**TASK MATERIAL:**
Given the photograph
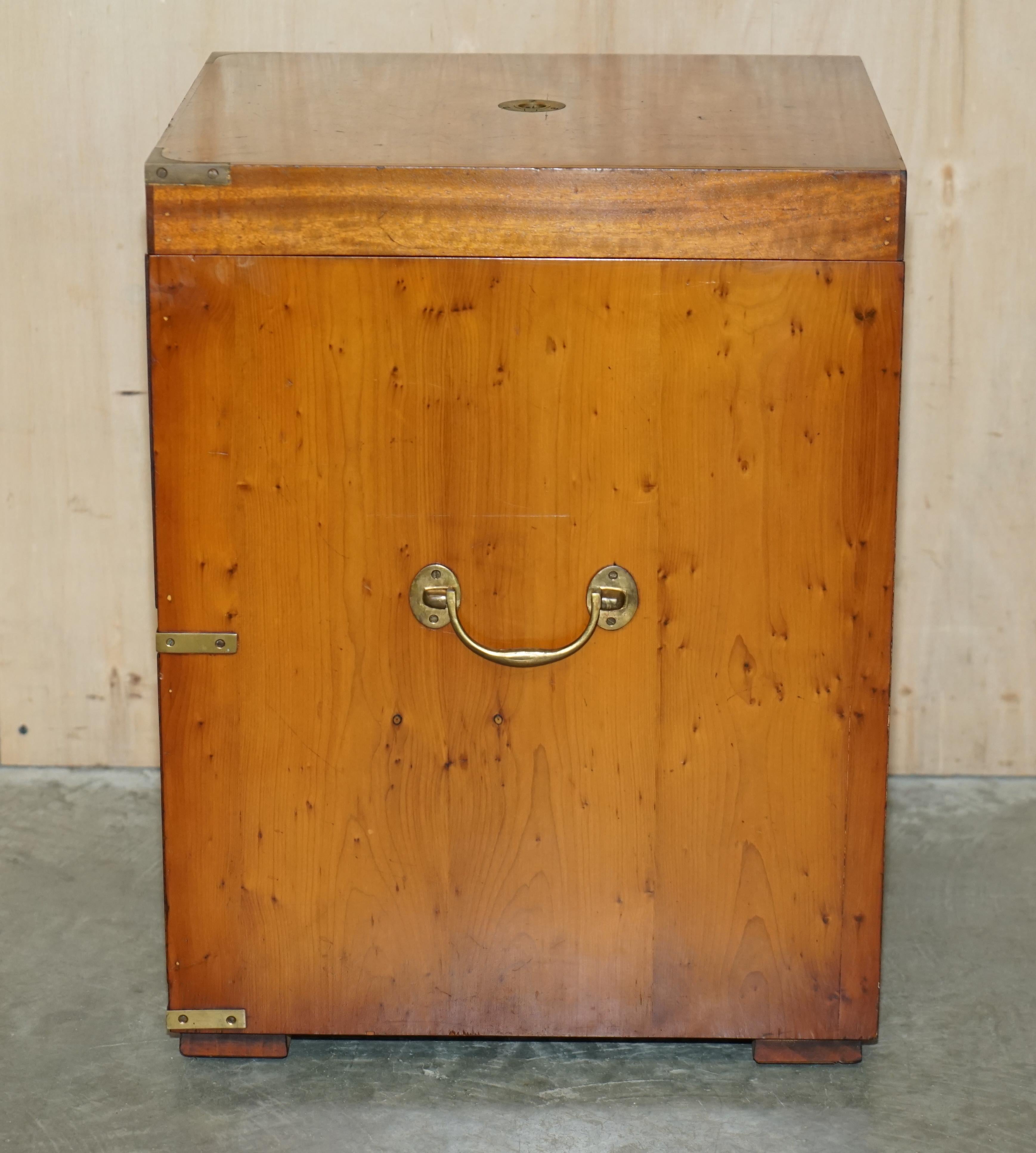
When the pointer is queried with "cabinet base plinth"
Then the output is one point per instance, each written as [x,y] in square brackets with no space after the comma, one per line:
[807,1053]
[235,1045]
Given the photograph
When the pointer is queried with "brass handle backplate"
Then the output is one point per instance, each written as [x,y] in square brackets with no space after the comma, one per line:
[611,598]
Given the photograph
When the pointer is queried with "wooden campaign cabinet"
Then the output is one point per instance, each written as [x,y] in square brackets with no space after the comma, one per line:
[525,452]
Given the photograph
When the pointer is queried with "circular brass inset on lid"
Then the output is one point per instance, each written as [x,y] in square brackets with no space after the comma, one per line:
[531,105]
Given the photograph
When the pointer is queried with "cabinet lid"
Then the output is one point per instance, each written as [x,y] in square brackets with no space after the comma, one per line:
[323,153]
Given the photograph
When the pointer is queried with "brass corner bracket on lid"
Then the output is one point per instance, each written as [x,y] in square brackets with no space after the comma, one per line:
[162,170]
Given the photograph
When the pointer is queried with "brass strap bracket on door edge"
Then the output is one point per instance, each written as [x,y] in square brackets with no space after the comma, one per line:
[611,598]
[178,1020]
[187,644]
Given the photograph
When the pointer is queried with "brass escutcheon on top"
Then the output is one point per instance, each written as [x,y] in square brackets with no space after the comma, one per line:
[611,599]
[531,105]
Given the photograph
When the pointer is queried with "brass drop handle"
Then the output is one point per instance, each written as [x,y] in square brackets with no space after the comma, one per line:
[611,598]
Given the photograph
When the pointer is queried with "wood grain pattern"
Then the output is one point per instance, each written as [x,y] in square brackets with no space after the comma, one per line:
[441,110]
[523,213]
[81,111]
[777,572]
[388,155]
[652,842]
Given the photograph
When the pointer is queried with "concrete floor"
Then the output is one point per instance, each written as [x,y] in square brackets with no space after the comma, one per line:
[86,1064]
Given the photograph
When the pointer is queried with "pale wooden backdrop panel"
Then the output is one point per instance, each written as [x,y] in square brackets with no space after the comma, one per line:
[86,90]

**SHORT EXERCISE:** Leave out all images, then reproduce the entries above exactly.

**TASK RESULT:**
Given the photograph
When the pointer is queried with "cabinet base plinth"
Then the output is one point per instance, each written as [x,y] in square brackets with no space after the comma, one per line:
[807,1053]
[235,1045]
Given the photograph
When the pointer is queried with "brass handle backplate"
Then the output is one point per instance, each written as [x,y] in square brackets with no space after the comma, one per line:
[611,598]
Given the photograph
When the pointer is queried with "wooden campaign cabinet"
Then the output is one point per instance, each written as [x,y] in square brackets with no space after the comma, one per line:
[525,452]
Given the photograph
When the pointer is queried with "circular brass inset on lid"
Then the output is one point per instance, each written as [x,y] in square brackets with no space after the comma, one per line:
[531,105]
Given the photograph
When the pointer is queried with "cabinet lid"
Then the output is one point per instance, each written as [x,y] in square brackets with no space after the comma, one per line:
[323,153]
Given the photograph
When the pointer is queried with "brass corner bracket on lid"
Then the output is one point per instance, each written as [x,y] in square brackets with no space after the comma, one per line:
[162,170]
Given the photograph
When the pointer is queried with "brass strap bracket on door edge"
Then the output is one point per instance, each written as [x,y] in square brackets with no space after the comma, one per line:
[611,598]
[178,1020]
[187,644]
Given the photograph
When the pointer is queried with "brass escutcheon on top"
Then the output is one point per instance, each written as [x,y] in square brackets with no space after the comma, one per line:
[611,599]
[531,105]
Given the photograph
When the pointer is queried with "brass drop handle"
Then the output is one point per instance, each written as [x,y] in square brackets with no space after the comma, one per line:
[611,598]
Given the photograph
When the pointer is queried with "wood grain pattern"
Then the output is one point per instance, each written as [x,y] in square brackets with no space after the comma, one per line:
[441,110]
[523,213]
[81,111]
[777,572]
[388,155]
[652,842]
Given the photograph
When the pointer is queried with "concrete floor"
Then the output is one point per instance, each written as [x,y] in square brackets with no space after the comma, one per line:
[86,1064]
Given the photograph
When the pointer is queried with "pale wooden backdrop panel"
Then the output is one point per instance, each written as [x,y] in square brackets with no space after the comma, one per line:
[86,90]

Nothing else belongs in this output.